BEGIN GIVEN DATA

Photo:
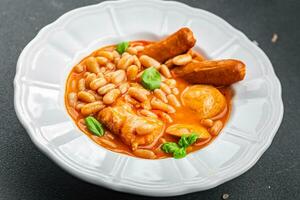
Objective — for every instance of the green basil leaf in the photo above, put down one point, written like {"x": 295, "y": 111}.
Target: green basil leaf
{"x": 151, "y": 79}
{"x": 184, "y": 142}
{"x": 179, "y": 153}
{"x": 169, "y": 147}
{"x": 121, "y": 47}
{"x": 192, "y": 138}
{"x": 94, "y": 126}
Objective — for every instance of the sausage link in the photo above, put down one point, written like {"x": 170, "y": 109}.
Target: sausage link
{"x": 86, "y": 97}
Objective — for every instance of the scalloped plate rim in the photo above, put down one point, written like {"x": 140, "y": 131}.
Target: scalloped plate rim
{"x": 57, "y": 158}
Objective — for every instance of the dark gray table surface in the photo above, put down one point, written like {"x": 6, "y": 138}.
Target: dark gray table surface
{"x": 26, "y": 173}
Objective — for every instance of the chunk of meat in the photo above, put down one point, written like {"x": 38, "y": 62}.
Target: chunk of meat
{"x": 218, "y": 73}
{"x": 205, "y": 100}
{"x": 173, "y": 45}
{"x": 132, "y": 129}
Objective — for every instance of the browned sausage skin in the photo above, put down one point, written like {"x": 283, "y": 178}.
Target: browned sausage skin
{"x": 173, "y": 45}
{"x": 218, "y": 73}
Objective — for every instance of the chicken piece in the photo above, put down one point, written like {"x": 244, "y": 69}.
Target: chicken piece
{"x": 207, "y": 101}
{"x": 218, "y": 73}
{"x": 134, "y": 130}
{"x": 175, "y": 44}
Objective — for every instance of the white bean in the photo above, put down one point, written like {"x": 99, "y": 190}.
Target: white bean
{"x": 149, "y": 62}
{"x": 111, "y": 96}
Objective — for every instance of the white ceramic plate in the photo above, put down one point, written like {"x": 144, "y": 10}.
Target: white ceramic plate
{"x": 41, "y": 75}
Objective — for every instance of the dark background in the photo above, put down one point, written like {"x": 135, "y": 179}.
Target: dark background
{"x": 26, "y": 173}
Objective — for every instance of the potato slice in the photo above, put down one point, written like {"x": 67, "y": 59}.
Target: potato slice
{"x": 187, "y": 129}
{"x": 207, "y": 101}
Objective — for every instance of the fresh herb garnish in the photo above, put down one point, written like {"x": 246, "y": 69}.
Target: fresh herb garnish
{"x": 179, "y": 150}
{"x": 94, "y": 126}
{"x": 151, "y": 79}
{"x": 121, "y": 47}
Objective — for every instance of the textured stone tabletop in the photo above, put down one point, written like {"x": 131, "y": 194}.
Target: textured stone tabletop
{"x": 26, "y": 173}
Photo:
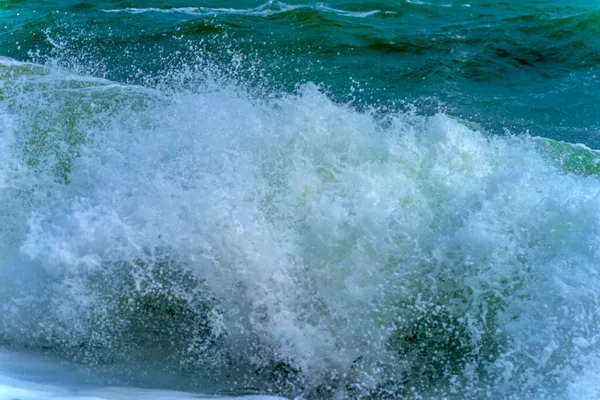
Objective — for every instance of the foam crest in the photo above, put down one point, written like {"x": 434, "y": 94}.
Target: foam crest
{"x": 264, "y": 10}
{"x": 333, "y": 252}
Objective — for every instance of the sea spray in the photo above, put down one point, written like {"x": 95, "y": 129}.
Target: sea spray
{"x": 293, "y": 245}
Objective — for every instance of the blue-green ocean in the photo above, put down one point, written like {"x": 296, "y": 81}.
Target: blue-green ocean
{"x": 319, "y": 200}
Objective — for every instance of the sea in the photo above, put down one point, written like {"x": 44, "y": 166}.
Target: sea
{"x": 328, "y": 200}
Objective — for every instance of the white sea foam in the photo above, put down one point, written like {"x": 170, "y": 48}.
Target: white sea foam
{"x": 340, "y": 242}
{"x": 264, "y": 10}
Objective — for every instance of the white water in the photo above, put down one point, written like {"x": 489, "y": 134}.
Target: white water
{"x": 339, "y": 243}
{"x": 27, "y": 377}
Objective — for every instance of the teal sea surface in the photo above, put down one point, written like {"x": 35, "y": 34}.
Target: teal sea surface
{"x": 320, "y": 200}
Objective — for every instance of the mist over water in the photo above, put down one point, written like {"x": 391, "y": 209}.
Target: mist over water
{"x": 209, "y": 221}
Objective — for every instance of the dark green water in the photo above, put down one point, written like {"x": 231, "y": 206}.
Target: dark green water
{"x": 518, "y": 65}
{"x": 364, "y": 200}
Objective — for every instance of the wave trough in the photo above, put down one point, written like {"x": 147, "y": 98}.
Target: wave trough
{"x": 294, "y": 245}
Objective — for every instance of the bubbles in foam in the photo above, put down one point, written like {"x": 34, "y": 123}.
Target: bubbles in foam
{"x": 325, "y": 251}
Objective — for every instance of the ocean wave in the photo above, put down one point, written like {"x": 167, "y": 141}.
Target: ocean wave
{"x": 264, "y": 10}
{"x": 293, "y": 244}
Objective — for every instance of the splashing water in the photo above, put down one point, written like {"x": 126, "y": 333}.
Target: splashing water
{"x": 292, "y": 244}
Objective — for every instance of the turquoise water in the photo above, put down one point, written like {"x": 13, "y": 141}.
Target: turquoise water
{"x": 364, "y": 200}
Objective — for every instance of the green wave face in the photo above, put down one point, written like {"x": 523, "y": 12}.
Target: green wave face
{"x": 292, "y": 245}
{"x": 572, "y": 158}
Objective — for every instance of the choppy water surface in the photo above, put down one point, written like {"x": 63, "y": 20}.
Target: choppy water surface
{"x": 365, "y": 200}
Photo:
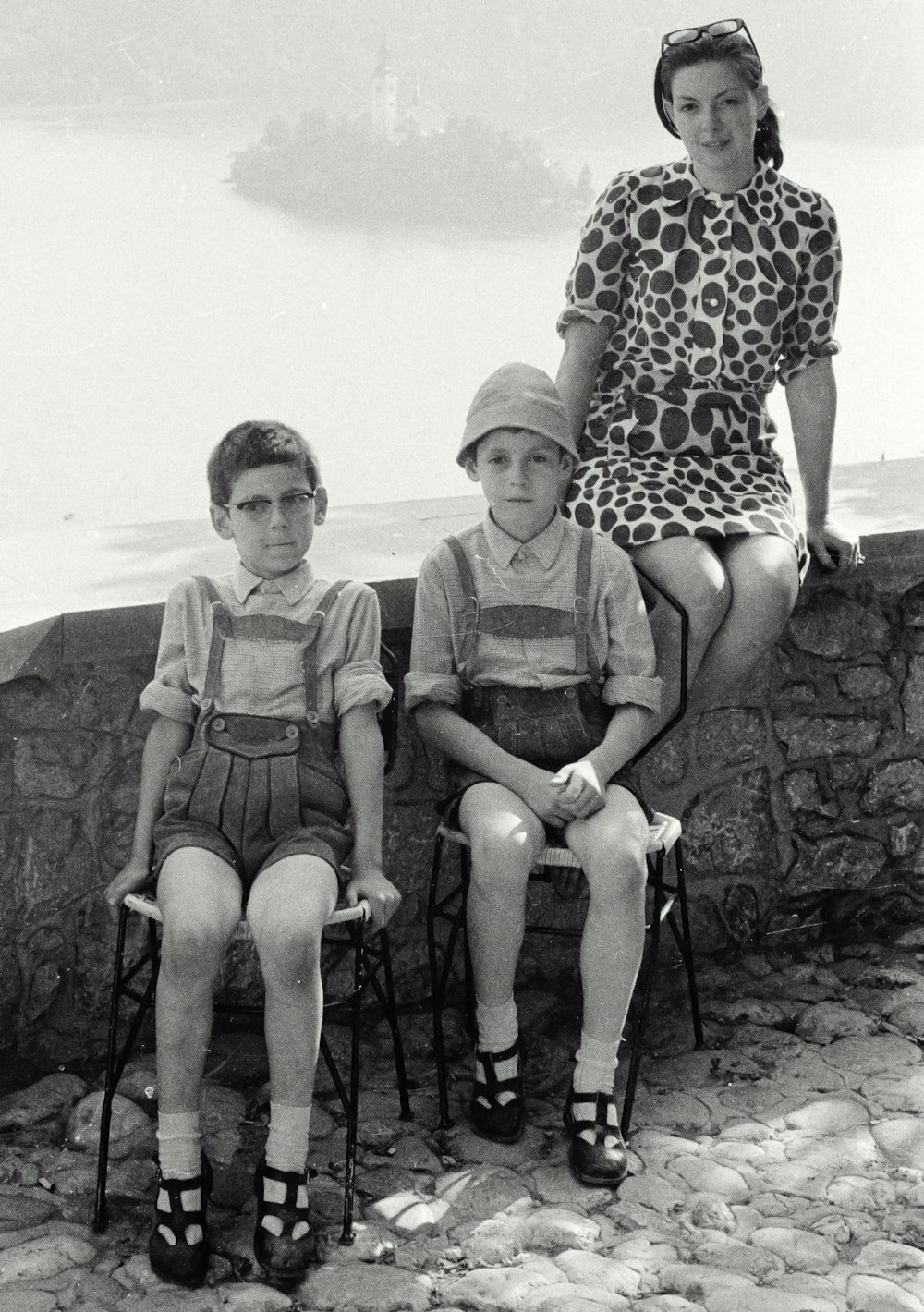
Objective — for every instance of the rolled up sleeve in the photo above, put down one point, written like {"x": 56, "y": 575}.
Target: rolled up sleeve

END GIVEN DATA

_WHAT THE TASK ASKS_
Apart from the images, the entries above must be returned without alteration.

_EXERCISE ANSWER_
Photo:
Objective — for every instance of the green basil leaf in the photo above, put down one point, written like {"x": 295, "y": 111}.
Target: green basil leaf
{"x": 151, "y": 79}
{"x": 184, "y": 142}
{"x": 179, "y": 153}
{"x": 169, "y": 147}
{"x": 121, "y": 47}
{"x": 192, "y": 138}
{"x": 94, "y": 126}
Objective — for every instance of the sausage link in the photo above, put down one point, written like {"x": 170, "y": 109}.
Target: sausage link
{"x": 86, "y": 97}
Objective — for every instance of the scalloped plate rim in the photo above, put down one point, written like {"x": 140, "y": 131}.
Target: scalloped plate rim
{"x": 57, "y": 158}
Objective — for every instance of the dark gray table surface in the photo above, put down one point, written like {"x": 6, "y": 138}.
Target: dark gray table surface
{"x": 26, "y": 173}
Objective — for every instance of the chunk of meat in the photo above, put down one point, written like {"x": 38, "y": 62}.
Target: chunk of meat
{"x": 218, "y": 73}
{"x": 205, "y": 100}
{"x": 173, "y": 45}
{"x": 132, "y": 129}
Objective — for every instance of the browned sausage skin in the photo above, put down one point, written like {"x": 283, "y": 178}.
Target: browned sausage skin
{"x": 173, "y": 45}
{"x": 218, "y": 73}
Objective — for every instance of the chicken piece in the photo above, put down one point, written like {"x": 244, "y": 69}.
Target: chicken piece
{"x": 207, "y": 101}
{"x": 218, "y": 73}
{"x": 134, "y": 130}
{"x": 175, "y": 44}
Objective — for every instance of the white bean in the photo above, put down one point, written like {"x": 99, "y": 190}.
Target: white bean
{"x": 149, "y": 62}
{"x": 111, "y": 96}
Objective — for every instance of the white ceramic plate in the photo above, put down one point, written like {"x": 144, "y": 10}.
Target: white ceramic plate
{"x": 41, "y": 75}
Objective — for every instance of the dark background in the photo above, put down one point, written like {"x": 135, "y": 179}.
Target: dark background
{"x": 26, "y": 173}
Objective — for every instance of the potato slice in the photo above, put down one point, written like {"x": 67, "y": 59}.
Target: potato slice
{"x": 187, "y": 129}
{"x": 207, "y": 101}
Objective — for every instance of the fresh herb garnish in the photo above, put down one point, written like {"x": 246, "y": 69}.
Target: fresh herb garnish
{"x": 179, "y": 150}
{"x": 94, "y": 126}
{"x": 151, "y": 79}
{"x": 121, "y": 47}
Objective — for every instance of the textured stone tabletop in the photo above, put down one point, written like {"x": 131, "y": 194}.
Target: textured stone tabletop
{"x": 26, "y": 173}
Photo:
Objective — for every instance of the foam crest in the photo above, put down one point, written like {"x": 434, "y": 94}.
Target: foam crest
{"x": 264, "y": 10}
{"x": 333, "y": 252}
Objective — for every instance of the sea spray in the photo above, put down one point, written like {"x": 95, "y": 129}.
Target: sea spray
{"x": 293, "y": 245}
Objective — for every instance of the blue-green ocean in the photo above, put down one point, written like {"x": 296, "y": 81}.
Target: blue-green ocean
{"x": 319, "y": 200}
Objective — for every instance of the sea in the photo above, put down one point, written like {"x": 44, "y": 166}.
Target: sea
{"x": 328, "y": 200}
Objective — for every instance of the white sea foam in the photo above, put down one point, written like {"x": 170, "y": 48}.
Target: white sea foam
{"x": 340, "y": 242}
{"x": 264, "y": 10}
Objective — for every instance of the white water in the photo above, put down one point, written like {"x": 489, "y": 134}.
Target: white water
{"x": 339, "y": 243}
{"x": 27, "y": 377}
Objective — for every instance of the teal sea surface in the photo above, put down one point, written like {"x": 35, "y": 34}.
Target: teal sea surface
{"x": 320, "y": 200}
Objective — for every instance of the mist over water in the photo above, put down one point, written like {"x": 391, "y": 209}.
Target: mist over water
{"x": 209, "y": 221}
Objective — for every instance of the dark green water in the photo above, put down one point, written like {"x": 231, "y": 206}.
Target: dark green water
{"x": 518, "y": 65}
{"x": 364, "y": 200}
Objective — for every instance of the wave trough in the photo above, put down one point, written like {"x": 147, "y": 98}.
Target: wave trough
{"x": 294, "y": 245}
Objective — for every instance of the bubbles in foam in the photo above, put down one point, written like {"x": 34, "y": 123}.
Target: bubbles in foam
{"x": 325, "y": 251}
Objective — for every instance of the ocean wave in the photo above, put down one point, written like {"x": 167, "y": 141}.
Target: ocean wave
{"x": 264, "y": 10}
{"x": 293, "y": 244}
Objective — for every instance of the splashing water in the photo above, put down one point, written like {"x": 126, "y": 333}.
Target: splashing water
{"x": 292, "y": 244}
Objective — for every instance of the turquoise water in the photo above, put down one point, written like {"x": 13, "y": 141}.
Target: turquoise water
{"x": 364, "y": 200}
Objective — for every instance of the green wave face in the photo above, put down one point, written like {"x": 523, "y": 12}.
Target: green wave face
{"x": 292, "y": 245}
{"x": 572, "y": 158}
Objective — for every instance of the choppy water surface in the photo above, put down one point, written like {"x": 63, "y": 20}.
Target: choppy water surface
{"x": 365, "y": 200}
Photo:
Objective — for every instance of the rolled up sleeve in the photo above, put down one point, written like {"x": 56, "y": 575}.
Target: rolled up sleeve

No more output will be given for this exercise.